Text>
VANCOUVER, Dec. 2 /PRNewswire-FirstCall/ -- Mercator Minerals Ltd. ("Mercator") is pleased to announce that its new 25,000 ton per day mill has started producing copper and molybdenum concentrates at its Mineral Park Mine in Arizona, less than two years from completion of its December 29, 2006 Technical Report.

"In less than two years from completion of pre feasibility, Mercator has financed, engineered, procured equipment, and constructed one of the largest and certainly the most modern mill in North America," said Mike Surratt, President & CEO. "It is a real tribute to our operating team, contractors and suppliers that this large scale project was completed in such a short time, in a period of high demand for equipment, goods and services across the mining industry," Surratt added.

Construction of the Phase 1 mill and major components of the Phase 2 expansion commenced in April 2007. Phase 1 of the mill is now complete and is producing copper and molybdenum concentrates. Phase 1 is designed to process at least 25,000 tons per day of ore. The crushing and conveying system, previously considered a potential restriction to throughput, over the past month has operated at rates of more than 50% above design capacity, suggesting that higher than design throughputs may be achievable even before the Phase 2 mill expansion is completed. In addition, approximately 70% of the Phase 2 mill expansion, has been completed, including the second SAG mill foundations and mill reconditioning, reclaim tunnel, ball mill base foundations, cleaner copper circuit, moly circuit, tailings embankment, tailings thickener tank, and water wells.

"Although metal prices have been under a lot of pressure of late, they are still in line with the prices that were used in our technical study economics that were done before the run up in metal prices," said Mike Surratt. "The robust economics for the Mineral Park mine are driven by a number of factors, including lower capital for a brown field project (with significant infrastructure already in place), an exceptionally low strip ratio (0.18 tons of waste for each ton of ore), short haul distances, excellent mining conditions, and an SX-EW facility that has been producing copper and cash flow throughout the entire design and construction period."

Challenges>
[1] Retype everything in the Mineral Park mill announcement from "VANCOUVER, Dec. 2" down to "2006 Technical Report.".
[2] Using the Mineral Park mill announcement, answer yes or no to each statement below and quote the words that settle it: (a) Construction of the Phase 1 mill began in April 2007. (b) The Phase 2 mill expansion has been fully completed. (c) The mine's strip ratio is 0.18 tons of waste for each ton of ore.
[3] Write what comes next in the Mineral Park mill announcement, starting after its final sentence.

Data lines>
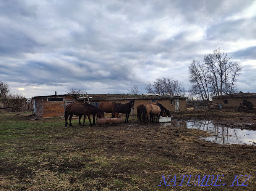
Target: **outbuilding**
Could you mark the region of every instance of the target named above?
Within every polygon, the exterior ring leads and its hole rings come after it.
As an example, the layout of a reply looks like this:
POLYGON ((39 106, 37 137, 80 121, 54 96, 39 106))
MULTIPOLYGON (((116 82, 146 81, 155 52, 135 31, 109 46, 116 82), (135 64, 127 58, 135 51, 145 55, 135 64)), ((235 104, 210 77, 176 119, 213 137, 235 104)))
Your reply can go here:
POLYGON ((212 97, 212 102, 221 104, 224 108, 238 107, 245 101, 250 101, 256 106, 256 93, 244 93, 240 91, 239 93, 212 97))
POLYGON ((64 116, 66 106, 71 103, 89 103, 97 106, 101 101, 115 102, 126 104, 131 100, 134 101, 134 109, 131 114, 137 114, 136 107, 139 103, 160 103, 170 112, 185 111, 186 98, 179 96, 161 96, 146 95, 126 94, 64 94, 37 96, 32 98, 33 112, 37 118, 64 116))

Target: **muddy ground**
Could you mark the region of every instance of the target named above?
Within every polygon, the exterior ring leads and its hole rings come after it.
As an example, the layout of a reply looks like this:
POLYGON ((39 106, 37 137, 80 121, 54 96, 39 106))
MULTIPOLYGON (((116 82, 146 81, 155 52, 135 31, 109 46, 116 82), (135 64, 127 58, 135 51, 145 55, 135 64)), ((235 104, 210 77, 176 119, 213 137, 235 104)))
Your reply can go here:
MULTIPOLYGON (((175 120, 210 119, 256 130, 255 114, 222 110, 172 116, 173 124, 175 120)), ((129 124, 90 127, 87 123, 84 128, 77 119, 73 127, 65 127, 61 118, 32 121, 22 114, 15 117, 17 124, 8 130, 0 125, 0 189, 256 190, 255 146, 206 142, 199 138, 209 136, 206 132, 139 124, 135 116, 129 124), (29 129, 21 123, 29 124, 29 129), (188 176, 179 186, 182 175, 188 176), (196 175, 214 175, 213 183, 209 181, 206 185, 206 179, 203 186, 193 183, 196 175), (215 183, 218 175, 222 180, 215 183), (237 181, 237 175, 243 176, 237 181), (248 177, 243 184, 247 185, 241 186, 248 177)), ((6 122, 13 119, 0 115, 6 122)))

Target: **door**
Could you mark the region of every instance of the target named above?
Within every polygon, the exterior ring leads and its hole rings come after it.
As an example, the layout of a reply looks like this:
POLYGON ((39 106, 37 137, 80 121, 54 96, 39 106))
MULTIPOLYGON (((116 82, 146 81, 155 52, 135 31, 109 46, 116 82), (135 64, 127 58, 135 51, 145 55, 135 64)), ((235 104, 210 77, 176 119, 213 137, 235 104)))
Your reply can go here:
POLYGON ((175 112, 179 112, 180 109, 180 100, 177 99, 175 100, 175 112))

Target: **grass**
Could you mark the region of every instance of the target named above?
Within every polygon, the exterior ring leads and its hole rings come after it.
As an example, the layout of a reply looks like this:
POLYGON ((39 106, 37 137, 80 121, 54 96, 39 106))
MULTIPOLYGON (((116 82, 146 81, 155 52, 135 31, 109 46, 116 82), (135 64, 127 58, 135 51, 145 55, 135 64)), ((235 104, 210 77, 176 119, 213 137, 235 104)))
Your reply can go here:
POLYGON ((103 127, 90 127, 87 120, 84 128, 76 118, 70 128, 61 118, 31 120, 29 114, 0 113, 0 190, 220 188, 158 186, 163 174, 177 175, 179 183, 178 175, 224 174, 229 185, 235 175, 250 174, 248 186, 235 188, 256 188, 254 146, 208 143, 198 139, 205 132, 139 125, 135 116, 128 124, 103 127))

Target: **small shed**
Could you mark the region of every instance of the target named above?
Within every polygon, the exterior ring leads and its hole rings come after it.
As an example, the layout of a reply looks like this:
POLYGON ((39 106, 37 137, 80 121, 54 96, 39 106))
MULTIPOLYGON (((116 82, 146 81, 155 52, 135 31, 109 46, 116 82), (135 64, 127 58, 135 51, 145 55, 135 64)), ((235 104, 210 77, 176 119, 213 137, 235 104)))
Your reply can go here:
POLYGON ((38 119, 64 116, 65 108, 76 103, 77 96, 76 94, 64 94, 33 97, 33 114, 38 119))
POLYGON ((245 101, 250 101, 253 105, 256 106, 256 93, 244 93, 240 91, 239 93, 212 97, 212 102, 221 104, 224 108, 238 107, 245 101))
MULTIPOLYGON (((90 104, 96 106, 98 106, 101 101, 115 102, 125 104, 131 100, 134 100, 134 109, 132 109, 130 113, 131 115, 137 114, 136 107, 141 103, 160 103, 171 112, 184 111, 186 109, 186 98, 180 96, 100 94, 88 94, 88 97, 90 104)), ((82 103, 83 101, 83 98, 81 96, 77 98, 78 103, 82 103)))

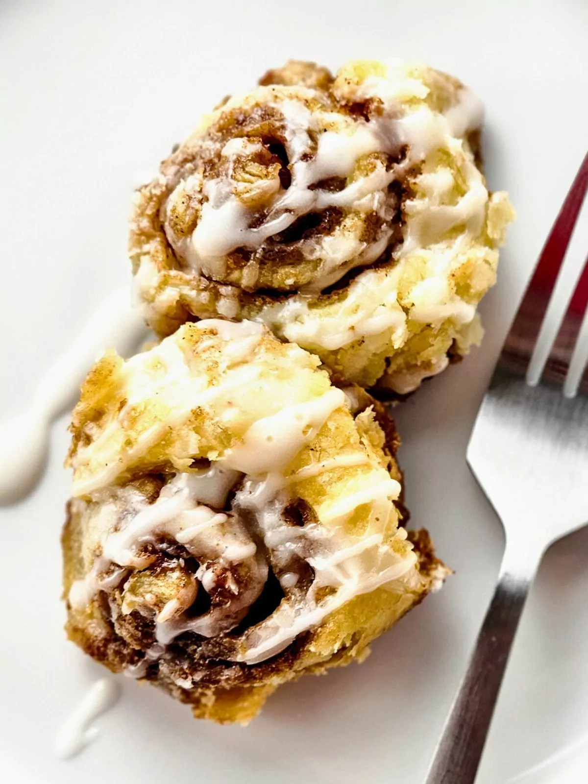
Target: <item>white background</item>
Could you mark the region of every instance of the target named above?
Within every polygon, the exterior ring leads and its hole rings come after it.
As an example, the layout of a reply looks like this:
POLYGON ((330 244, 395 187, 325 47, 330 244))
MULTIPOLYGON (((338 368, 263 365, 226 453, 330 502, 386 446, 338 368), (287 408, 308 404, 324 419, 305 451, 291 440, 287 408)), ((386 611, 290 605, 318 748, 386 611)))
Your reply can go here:
MULTIPOLYGON (((586 151, 587 49, 581 0, 0 5, 2 416, 31 397, 89 313, 129 280, 132 187, 201 112, 289 57, 336 68, 352 58, 399 56, 459 76, 487 105, 489 184, 507 189, 518 211, 482 308, 483 349, 397 410, 413 524, 431 531, 456 575, 379 641, 365 665, 281 688, 247 729, 196 723, 154 689, 125 681, 121 702, 99 720, 100 739, 71 762, 55 759, 56 728, 101 673, 61 630, 58 537, 69 480, 61 469, 66 420, 56 424, 42 483, 0 511, 7 780, 422 780, 502 547, 465 465, 467 436, 524 282, 586 151)), ((582 260, 569 260, 576 267, 582 260)), ((557 514, 549 477, 545 492, 557 514)), ((580 532, 542 567, 480 784, 584 780, 586 545, 588 532, 580 532), (554 754, 562 759, 550 761, 554 754)))

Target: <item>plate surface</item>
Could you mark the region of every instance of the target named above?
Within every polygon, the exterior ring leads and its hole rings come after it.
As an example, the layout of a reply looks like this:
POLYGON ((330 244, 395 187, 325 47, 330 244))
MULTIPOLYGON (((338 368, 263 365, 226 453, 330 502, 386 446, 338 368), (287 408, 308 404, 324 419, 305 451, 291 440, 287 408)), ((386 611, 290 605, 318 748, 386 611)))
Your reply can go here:
MULTIPOLYGON (((531 8, 2 4, 2 415, 31 397, 88 313, 129 281, 132 187, 201 112, 288 57, 336 67, 359 56, 400 56, 456 74, 485 100, 488 179, 509 191, 518 211, 499 284, 482 307, 483 348, 397 409, 413 524, 430 529, 455 576, 378 641, 365 664, 282 687, 246 729, 194 722, 187 708, 125 679, 120 702, 97 720, 96 742, 71 761, 56 758, 57 728, 103 671, 62 631, 59 534, 70 480, 61 467, 66 418, 55 423, 41 484, 0 511, 5 780, 422 781, 502 549, 499 526, 465 464, 468 433, 588 138, 588 7, 568 0, 531 8)), ((546 503, 556 498, 546 481, 546 503)), ((585 530, 552 548, 541 568, 480 784, 585 780, 587 593, 585 530)))

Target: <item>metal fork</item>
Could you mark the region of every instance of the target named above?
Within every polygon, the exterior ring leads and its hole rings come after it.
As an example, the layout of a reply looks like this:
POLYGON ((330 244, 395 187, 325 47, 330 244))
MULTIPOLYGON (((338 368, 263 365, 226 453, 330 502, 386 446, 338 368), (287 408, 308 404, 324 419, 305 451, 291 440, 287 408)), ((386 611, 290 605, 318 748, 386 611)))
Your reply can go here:
POLYGON ((467 462, 503 522, 498 584, 426 784, 471 784, 529 588, 554 542, 588 523, 588 368, 565 379, 588 306, 588 259, 539 386, 525 375, 588 187, 588 154, 543 246, 478 412, 467 462))

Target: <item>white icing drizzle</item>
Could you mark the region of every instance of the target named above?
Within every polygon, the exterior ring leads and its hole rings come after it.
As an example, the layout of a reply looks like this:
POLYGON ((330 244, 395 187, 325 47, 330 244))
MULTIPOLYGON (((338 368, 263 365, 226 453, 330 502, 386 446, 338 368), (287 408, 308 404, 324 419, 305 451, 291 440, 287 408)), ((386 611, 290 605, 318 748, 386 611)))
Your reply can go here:
MULTIPOLYGON (((181 405, 177 407, 167 407, 166 401, 165 410, 174 412, 172 419, 181 422, 186 411, 204 404, 218 405, 226 413, 224 404, 219 401, 225 400, 223 395, 227 389, 231 389, 233 383, 239 388, 242 372, 257 372, 247 360, 263 334, 263 327, 212 321, 200 322, 195 328, 203 332, 200 350, 204 350, 212 341, 218 348, 216 356, 220 365, 235 363, 236 369, 230 371, 234 378, 227 376, 220 383, 209 385, 205 381, 198 386, 200 376, 194 376, 189 359, 170 338, 154 348, 151 356, 128 361, 123 371, 128 401, 142 405, 146 394, 151 396, 158 390, 162 395, 170 395, 169 401, 173 402, 177 382, 184 397, 178 401, 181 405), (150 387, 146 391, 143 374, 150 372, 154 360, 157 367, 162 363, 164 372, 156 374, 153 382, 156 387, 150 387), (224 387, 227 379, 228 387, 224 387), (185 397, 187 385, 194 387, 188 397, 185 397)), ((285 597, 269 619, 237 641, 241 645, 234 656, 237 661, 255 663, 274 655, 354 597, 397 579, 412 567, 413 554, 402 548, 399 554, 383 539, 390 516, 394 521, 396 519, 393 500, 398 496, 400 485, 367 454, 355 451, 336 455, 294 472, 289 470, 331 415, 339 408, 347 408, 345 392, 331 387, 303 402, 283 401, 278 408, 280 402, 272 400, 274 412, 254 419, 238 445, 221 452, 209 467, 179 471, 151 503, 133 486, 109 487, 110 474, 103 474, 100 470, 92 480, 90 502, 74 502, 81 505, 82 527, 99 532, 97 539, 86 542, 86 553, 100 554, 93 557, 85 577, 71 587, 69 598, 74 608, 86 606, 96 591, 117 587, 129 569, 147 568, 156 557, 151 547, 145 549, 147 543, 157 546, 158 542, 172 538, 199 564, 192 577, 184 575, 174 597, 167 599, 162 608, 158 607, 154 615, 158 647, 145 663, 130 668, 129 674, 143 677, 149 662, 159 658, 165 646, 183 632, 213 637, 234 628, 267 583, 266 553, 270 554, 285 597), (328 495, 315 506, 319 522, 293 525, 285 515, 285 507, 296 497, 297 483, 325 472, 364 466, 365 470, 346 481, 342 494, 328 495), (228 510, 227 499, 234 488, 236 492, 228 510), (369 508, 368 530, 361 537, 347 534, 347 521, 362 506, 369 508), (85 518, 84 514, 89 517, 85 518), (248 528, 252 521, 255 535, 248 528), (263 539, 263 552, 258 551, 259 539, 254 535, 263 539), (306 593, 298 586, 298 570, 304 561, 314 572, 314 582, 306 593), (220 579, 224 593, 222 601, 215 603, 220 579), (226 598, 227 586, 232 592, 229 600, 226 598), (336 592, 318 601, 317 590, 323 586, 335 588, 336 592), (193 617, 186 611, 201 587, 210 594, 210 609, 193 617)), ((125 415, 121 412, 120 416, 125 415)), ((165 428, 173 426, 169 419, 163 424, 165 428)), ((158 437, 158 432, 149 431, 149 443, 158 437)), ((100 437, 103 437, 103 434, 100 437)), ((97 443, 99 439, 93 445, 97 443)), ((401 530, 395 535, 402 539, 405 534, 401 530)), ((123 613, 131 612, 136 602, 142 601, 132 590, 132 584, 123 589, 123 613)))
MULTIPOLYGON (((197 270, 222 274, 226 254, 238 247, 259 248, 269 237, 288 228, 300 215, 313 210, 328 206, 365 211, 377 209, 377 197, 383 196, 386 187, 404 169, 423 161, 432 150, 454 151, 456 145, 461 143, 459 140, 481 121, 481 103, 466 88, 459 90, 457 100, 445 114, 432 111, 426 105, 407 110, 403 101, 416 96, 424 99, 429 89, 418 79, 407 78, 394 64, 389 66, 386 78, 368 78, 356 92, 358 98, 377 96, 383 100, 386 107, 383 116, 372 118, 368 124, 343 122, 340 115, 333 114, 333 125, 338 126, 337 129, 325 130, 315 128, 317 120, 303 100, 274 98, 270 101, 285 118, 292 182, 287 190, 280 189, 275 194, 267 216, 255 228, 249 228, 255 210, 233 194, 230 180, 220 177, 205 183, 204 194, 208 201, 202 207, 187 249, 188 260, 197 270), (311 138, 314 131, 321 132, 315 150, 311 138), (402 145, 408 146, 407 158, 390 171, 387 172, 379 162, 375 162, 375 168, 369 173, 358 177, 339 192, 311 190, 311 186, 322 180, 348 177, 363 156, 380 152, 394 154, 402 145)), ((222 154, 242 155, 252 147, 256 145, 233 139, 225 145, 222 154)), ((487 198, 485 188, 485 202, 487 198)), ((434 215, 438 232, 447 230, 464 216, 473 220, 479 216, 479 198, 464 198, 466 201, 459 209, 439 208, 443 212, 434 215)), ((347 243, 321 243, 318 252, 323 263, 312 290, 321 291, 354 267, 372 263, 386 248, 391 232, 391 228, 384 224, 382 235, 373 247, 357 240, 350 244, 349 239, 347 243)))
POLYGON ((120 686, 111 678, 100 678, 93 684, 57 732, 56 755, 69 759, 95 741, 100 730, 94 720, 114 705, 120 694, 120 686))
POLYGON ((345 395, 332 387, 321 397, 287 406, 254 423, 223 462, 244 474, 281 472, 310 441, 345 395))
POLYGON ((40 478, 51 423, 71 405, 96 354, 112 345, 128 354, 146 333, 129 299, 127 289, 107 297, 41 379, 30 408, 0 423, 0 503, 23 497, 40 478))

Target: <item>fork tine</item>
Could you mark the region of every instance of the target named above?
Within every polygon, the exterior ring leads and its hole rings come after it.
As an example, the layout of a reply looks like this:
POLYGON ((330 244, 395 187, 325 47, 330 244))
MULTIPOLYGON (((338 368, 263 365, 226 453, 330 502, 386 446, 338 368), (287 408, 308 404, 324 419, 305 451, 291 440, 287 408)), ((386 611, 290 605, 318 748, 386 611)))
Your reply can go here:
POLYGON ((564 383, 586 307, 588 307, 588 258, 586 260, 584 269, 578 279, 546 362, 543 378, 546 381, 555 383, 564 383))
POLYGON ((524 375, 588 189, 588 153, 568 191, 500 354, 501 365, 524 375))

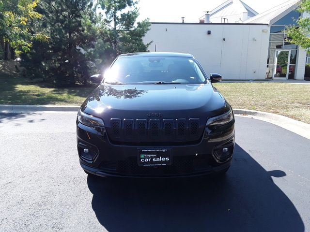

Answers to the problems>
[1]
VANCOUVER, Dec. 2 /PRNewswire-FirstCall/ -- Mercator Minerals Ltd. ("Mercator") is pleased to announce that its new 25,000 ton per day mill has started producing copper and molybdenum concentrates at its Mineral Park Mine in Arizona, less than two years from completion of its December 29, 2006 Technical Report.

[2]
(a) Yes: "Construction of the Phase 1 mill and major components of the Phase 2 expansion commenced in April 2007."
(b) No: "approximately 70% of the Phase 2 mill expansion, has been completed"
(c) Yes: "an exceptionally low strip ratio (0.18 tons of waste for each ton of ore)"

[3]
Some of the highlights of the December 29, 2006 Technical Report previously announced on January 8, 2007, are set out below (all amounts in US$):

- Life-of-mine average metal prices used in the economic model: $1.53 per pound of copper, $10.16 per pound of molybdenum, $7.50 per oz of silver; - Metal prices used in the reserve model were $1.40 per pound of copper, $7.50 per pound of molybdenum and $7.50 per ounce of silver; - $426 million after-tax net present value at an 8% discount rate; - 51% internal rate of return (IRR), after-tax; - 25 year mine life; - Production averaging 56.4 million pounds of copper, 10.3 million lbs of molybdenum and 0.6 million ounces of silver over the first 10 years of operation; - Strip ratio of only 0.18 tons of waste for 1 ton of ore; - Two stage development with Phase 1 mill throughput of 25,000 tpd of ore and a Phase 2 expansion to 50,000 tpd; - Average of $55 million in operating cash flow per year, after taxes, over the first 10 years of operations at these assumed metal prices; - Proven and probable mill reserves of 437 million tons at a copper equivalent grade of 0.368%, of which 82% is proven, and an additional proven leach reserve of 82.5 million tons at an average grade of 0.07% copper; - Life-of-mine production of 1.1 billion lbs of copper, 257.5 million lbs of molybdenum and 13.7 million ounces of silver;

Mercator Minerals is a TSX listed mining company with only 74.8 million shares issued and an experienced management team that has brought one of the largest and most modern mining projects in North America to production in less than 2 years. Mercator management is dedicated to maximizing profits by making its Mineral Park Mine one of the lowest cost operations in the industry.

Gary Simmerman, P.Eng., Mercator's VP Engineering, a Qualified Person as defined by NI43-101, supervised the preparation of and verified the technical information contained in this release.

Mercator Minerals Ltd.

Mercator is a copper producer that owns and operates the Mineral Park copper/molybdenum mine, with a corporate strategy focused on maximizing the production potential of the Mineral Park copper-molybdenum deposit and growing through mergers and acquisitions. Mercator is in an advanced stage of construction of the molybdenum-copper expansion at Mineral Park. At full capacity, the Mineral Park mine average annual production during the first 10 years is forecast to be approximately 56.4 million pounds of copper, 10.3 million pounds of molybdenum and 0.6 million ounces of silver.

On Behalf of the Board of Directors MERCATOR MINERALS LTD. Per: "Michael L. Surratt" Michael L. Surratt, President

This press release contains certain forward-looking statements, which include estimates, forecasts, and statements as to management's expectations with respect to, among other things, the size and quality of the Company's mineral reserves and mineral resources, future production, capital and mine production costs, demand and market outlook for commodities, and the financial results of the Company. These forward-looking statements involve numerous assumptions, risks and uncertainties and actual results may vary.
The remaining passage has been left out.